Reproduce word for word the part of the MDM and Big Data post between "Vendors will typically" and "comes into play.", inclusive.

◆ **Text section**
______________________________

MDM and Big Data Make Each Other Better
So far, we have discussed Enterprise Data Governance topics. This is the third blog post in a series exploring Enterprise Data Governance. In the first one, we briefly defined transaction data, metadata, master data, reference data, and dimensional data. In the second part, we further explored reference data and its role in data governance solutions. In the third part, we discussed data governance needs within Financial Services, a highly-regulated industry, and how other industries can benefit from these capabilities.
In this installment, we bring Big Data into the discussion.
Big Data allows companies to process data sets that are too large to handle by traditional means. These data sets can originate from within the company; for example, a large airline may produce massive volumes of diagnostic data every hour, which is far beyond what is cost effective to store long-term. Many companies are focused on data originating from sources outside the enterprise, such as social media, financial instrument performance, or weather monitoring. With so many varied sources of Big Data available, can big data be governed? If so, is it worth the effort?
Before answer those questions, it’s important to point out that Big Data vendors may be pushing features of their software solutions instead of discussing big data governance. Product vendors tend to discuss Big Data use cases from the factory perspective; in other words, the types of data sought or the processes being built.
Vendors will typically cover information such as:
- Social Media Exploration
- Internet of Things
- Data Warehouse Modernization
However, it is essential for Big Data Strategy to include the ability to drive value from Big Data insights across relevant use cases, since use cases drive the investment. That’s where Master Data Management (MDM) comes into play.
The following should be considered:
- Customer Analytics
- Product Marketing Effectiveness
- Operational Efficiencies
- Merger and Acquisition Impacts
- Market Opportunity Analysis
The key is understanding what value propositions are sought when investing in Big Data solutions; this will allow companies to gain a competitive advantage. Rather than attempting to govern what may be “ungovernable,” MDM seeks to bring clarity to the key aspects of the business that drive performance. This, in turn, lends clarity to key business drivers that can be improved through Big Data analysis. In other words, MDM facilitates an increase in ROI from Big Data investment by focusing on driving analysis from well-governed enterprise data.
One of the fundamental Big Data principles is that greater insights can be attained from aggregations and statistics than can be gleaned from any individual record. For example, in order to analyze consumer sentiments regarding a product, the company may mine social media for data. However, this produces some challenges: brand sentiment is often easier to analyze than sentiment towards specific products. To solve this, MDM is fundamental, and mines Big Data based on a cleansed and consolidated list of products.
All companies need to address similar challenges just to obtain the right subset of Big Data to analyze. Once companies have assembled the proper datasets, what separates their effectiveness in the analysis stage is the ability to leverage master data to create meaningful aggregations. A company that can analyze customer sentiment across geographic, business region, and operational cost dimensions will be able to make more rapid and meaningful business process adjustments than a competitor that only considers geography. Only enterprises with well-managed MDM programs can make adjustments to business practices based on this analysis with confidence.

______________________________

◆ **Material supplied**
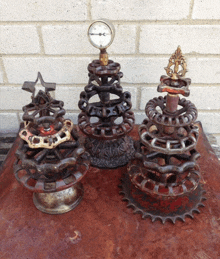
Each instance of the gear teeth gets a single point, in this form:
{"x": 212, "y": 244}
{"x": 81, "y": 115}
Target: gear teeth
{"x": 196, "y": 210}
{"x": 140, "y": 210}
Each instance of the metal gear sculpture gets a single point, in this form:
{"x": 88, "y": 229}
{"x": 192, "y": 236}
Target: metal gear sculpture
{"x": 107, "y": 141}
{"x": 51, "y": 159}
{"x": 163, "y": 181}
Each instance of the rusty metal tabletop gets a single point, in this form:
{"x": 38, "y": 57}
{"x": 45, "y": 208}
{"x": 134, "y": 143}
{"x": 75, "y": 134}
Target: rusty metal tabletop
{"x": 102, "y": 226}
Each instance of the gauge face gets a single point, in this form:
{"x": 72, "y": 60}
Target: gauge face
{"x": 101, "y": 34}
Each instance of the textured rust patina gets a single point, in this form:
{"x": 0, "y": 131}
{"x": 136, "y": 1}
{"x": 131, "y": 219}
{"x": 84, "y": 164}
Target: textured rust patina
{"x": 102, "y": 227}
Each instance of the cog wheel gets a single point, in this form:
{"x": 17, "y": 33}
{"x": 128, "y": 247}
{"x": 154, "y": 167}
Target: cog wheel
{"x": 164, "y": 210}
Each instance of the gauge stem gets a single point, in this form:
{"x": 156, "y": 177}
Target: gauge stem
{"x": 103, "y": 57}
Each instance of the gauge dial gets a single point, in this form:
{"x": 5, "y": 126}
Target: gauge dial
{"x": 101, "y": 34}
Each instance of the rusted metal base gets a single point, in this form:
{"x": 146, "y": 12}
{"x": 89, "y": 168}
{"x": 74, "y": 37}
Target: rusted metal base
{"x": 59, "y": 202}
{"x": 164, "y": 209}
{"x": 110, "y": 153}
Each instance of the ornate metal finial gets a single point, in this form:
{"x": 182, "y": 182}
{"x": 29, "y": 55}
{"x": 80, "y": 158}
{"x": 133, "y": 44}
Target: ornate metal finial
{"x": 30, "y": 86}
{"x": 176, "y": 60}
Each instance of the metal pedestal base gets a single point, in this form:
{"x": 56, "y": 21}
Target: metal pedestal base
{"x": 59, "y": 202}
{"x": 162, "y": 209}
{"x": 109, "y": 154}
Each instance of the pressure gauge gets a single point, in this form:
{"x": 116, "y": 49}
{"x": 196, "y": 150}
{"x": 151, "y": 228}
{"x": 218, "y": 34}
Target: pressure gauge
{"x": 101, "y": 33}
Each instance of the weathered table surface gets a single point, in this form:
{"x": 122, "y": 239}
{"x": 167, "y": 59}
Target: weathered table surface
{"x": 102, "y": 226}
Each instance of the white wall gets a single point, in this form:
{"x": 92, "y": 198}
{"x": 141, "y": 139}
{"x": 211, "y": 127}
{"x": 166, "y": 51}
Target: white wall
{"x": 51, "y": 37}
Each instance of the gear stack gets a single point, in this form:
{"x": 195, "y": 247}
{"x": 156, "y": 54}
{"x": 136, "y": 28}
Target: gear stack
{"x": 163, "y": 181}
{"x": 51, "y": 159}
{"x": 107, "y": 121}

______________________________

◆ **Result**
Vendors will typically cover information such as:
- Social Media Exploration
- Internet of Things
- Data Warehouse Modernization
However, it is essential for Big Data Strategy to include the ability to drive value from Big Data insights across relevant use cases, since use cases drive the investment. That’s where Master Data Management (MDM) comes into play.